→ **Reading text**
When the Commission was defending its original quorum rule in Flotill, it pointed to the 1961 Reorganization Plan as protecting bipartisanship: Delegation was permitted even to a single commissioner, provided that "the vote of a majority of the Commission less one member thereof shall be sufficient to bring any such action before the Commission for review." In its Flotill brief, the commission wrote that President John F. Kennedy explained that the provision for recalling a delegation
"was done to "maintain the fundamental bipartisan concept explicit in the basic statute creating the Commission." Of course, a process of recalling delegation, and an interest in a bipartisan decision, is nonexistent if decisions are taken by a single commissioner.
More generally, "quorum" is a plural concept. In New Process Steel LP v. NLRB, the court prevented the NLRB from circumventing a statutory quorum requirement, and as part of its decision defined "quorum" and quoted three other definitions. All four definitions referred to the required "number of members" -- a plural wording. The New Process dissent, too, explained that a quorum rule "provides a minimum number of participants" (again, plural). The current version of Black's Law Dictionary too, defines a quorum as "[t]he smallest number of people who must be present at a meeting so that official decisions can be made; specif., the minimum number of members (a majority of all the members, unless otherwise specified in the government documents) who must be present for a deliberative assembly to legally transact business." The definition refers to the smallest number of "people" present at a meeting -- it does not contemplate a single person, and a single person cannot meet with himself or herself.
Most Fundamentally, Can a Decision by a Single Individual be a Decision by a Commission?
The Federal Trade Commission is, at its core, a bipartisan, collegial body. Although the FTC Act does not by its terms require a president to appoint commissioners from the other political party -- Section 1 merely provides that "[n]ot more than three of the commissioners shall be members of the same political party." -- it would be seen as clearly wrong, if not illegal, to refrain from appointing commissioners from the other party. The bipartisan, collegial nature of the FTC would not prevent it from employing a quorum of three, since the Supreme Court so held in Flotill, 389 U.S. at 187 (reasoning that since Congress has prescribed similar quorums for other bipartisan, collegial agencies, it could not object to the FTC having one). But allowing for a quorum of three is very different from allowing a quorum of one.
The ordinary definition of "commission" is "a group of people officially charged in a particular function." One of the common law cases cited by the Supreme Court in Flotill wrote that the term "committee" (and presumably "commission") "is a collective word, or, as grammarians would say, a noun of multitude, and indicates a pluralilty of persons."

Image rows with named regions:
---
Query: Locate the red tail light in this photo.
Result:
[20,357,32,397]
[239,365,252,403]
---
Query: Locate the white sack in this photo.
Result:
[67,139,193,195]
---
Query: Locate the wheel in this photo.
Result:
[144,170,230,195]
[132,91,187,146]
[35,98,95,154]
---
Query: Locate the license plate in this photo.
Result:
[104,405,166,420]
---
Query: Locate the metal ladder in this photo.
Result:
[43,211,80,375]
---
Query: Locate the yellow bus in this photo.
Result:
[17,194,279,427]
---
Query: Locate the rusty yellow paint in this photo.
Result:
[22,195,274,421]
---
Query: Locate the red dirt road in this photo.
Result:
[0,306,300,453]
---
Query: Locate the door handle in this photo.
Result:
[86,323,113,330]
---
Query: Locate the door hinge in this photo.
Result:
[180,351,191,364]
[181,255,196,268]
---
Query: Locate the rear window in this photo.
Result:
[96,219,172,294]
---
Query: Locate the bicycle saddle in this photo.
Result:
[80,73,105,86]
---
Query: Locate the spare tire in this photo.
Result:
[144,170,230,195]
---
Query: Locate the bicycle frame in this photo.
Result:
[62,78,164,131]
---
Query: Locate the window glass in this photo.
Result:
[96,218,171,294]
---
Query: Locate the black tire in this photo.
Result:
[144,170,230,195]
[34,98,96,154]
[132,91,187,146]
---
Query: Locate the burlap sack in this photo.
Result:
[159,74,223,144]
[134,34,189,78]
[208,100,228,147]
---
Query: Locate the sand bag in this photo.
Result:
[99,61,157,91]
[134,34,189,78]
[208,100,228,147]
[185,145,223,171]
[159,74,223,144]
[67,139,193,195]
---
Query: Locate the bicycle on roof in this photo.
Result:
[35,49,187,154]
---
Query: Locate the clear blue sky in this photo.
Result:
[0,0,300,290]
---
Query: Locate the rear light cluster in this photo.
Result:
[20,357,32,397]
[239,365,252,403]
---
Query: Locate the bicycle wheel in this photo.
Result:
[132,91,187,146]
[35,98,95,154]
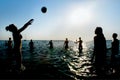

→ **Task requirements**
1. Update the FTC quorum text from the part that opens with the words containing "When the Commission" and closes with "a single commissioner.", replacing "recalling" with "revoking".
2. According to the FTC quorum text, what does Section 1 of the FTC Act provide about the commissioners' political parties?
3. Resume the text on the FTC quorum rule from where it stops.
The rows play no part in this work.

→ **Solved tasks**
1.
When the Commission was defending its original quorum rule in Flotill, it pointed to the 1961 Reorganization Plan as protecting bipartisanship: Delegation was permitted even to a single commissioner, provided that "the vote of a majority of the Commission less one member thereof shall be sufficient to bring any such action before the Commission for review." In its Flotill brief, the commission wrote that President John F. Kennedy explained that the provision for revoking a delegation
"was done to "maintain the fundamental bipartisan concept explicit in the basic statute creating the Commission." Of course, a process of revoking delegation, and an interest in a bipartisan decision, is nonexistent if decisions are taken by a single commissioner.

2. Not more than three of the commissioners shall be members of the same political party.

3.
The importance of collective decision-making underlies rules about quorums. As explained by a 19th century expert, "quorum requirements `prevent matters from being concluded in a hasty manner, or agreed to by so small a number of the members as not to command a due and proper respect." Professor Jonathan Remy Nash explains that Cushing accords to quorum rules three goals: to "encourage deliberation and collegiality;" to require a minimum number of voters and thus increase the odds that the decision will accord with what the full body to have acted; and "to affirm the legitimacy of the decision reached, the decision-making process, and the body itself." In New Process Steel, the court, applying a quorum of three, referred to "the possible inferiority of two-member decision-making." How much more inferior is decision-making by one?
The virtues of collective decision-making have been highlighted recently by the contrast between the relative stability of the FTC and the dramatic swings of the Consumer Financial Protection Bureau. Three judges on the DC Circuit -- although not the en banc majority -- were sufficiently concerned about the CFPB's structure to consider it unconstitutional. Judge Brett Kavanaugh wrote as follows: "Multimember independent agencies do not concentrate all power in one unaccountable individual, but instead divide and disperse power across multiple commissioners or board members. The multi-member
structure thereby reduces the risk of arbitrary decision-making and abuse of power, and helps protect individual liberty." The majority was not persuaded, but it found comfort in Congress's having "created a multi-member body of experts to check the CFPB Director: the Financial Stability Oversight Council (FSOC). See 12 U.S.C. 5321."
If it is controversial whether the Constitution would permit Congress to create a commission of one, it is that much more dubious whether a five-member commission can issue a rule allowing itself to become a commission of one.
Since Falcon upheld the SEC's rule, that rule may well be lawful even today. The holding of the case, however -- the facts that were found to be lawful -- concerned a two-commissioner situation and the SEC's statute differs from the FTC's. Even by its terms, moreover, the SEC's rule does not allow for a single commissioner to act when another commissioner is in office but recused. Current FTC Rule 4.14 is more permissive than the SEC rule and should not be upheld.
Isn't a Potential Quorum of One Important, Just in Case?
The short answer to whether the FTC needs to allow a quorum of one, just in case, is no. The agency functioned without major incident with a traditional quorum from 1914 until 2005. Most agencies have a statutorily-imposed, meaningful quorum. Just recently the FTC invoked its delegation authority to address what it apparently saw as a potential problem in achieving a quorum. Another solution -- suboptimal, of course -- is to rely on the ancient rule of necessity and, where essential, to allow an official to participate in a matter in which he or she is interested. Thus, although the SEC's rule does not allow a recusal to reduce a quorum below two, another (admittedly imperfect) solution is available.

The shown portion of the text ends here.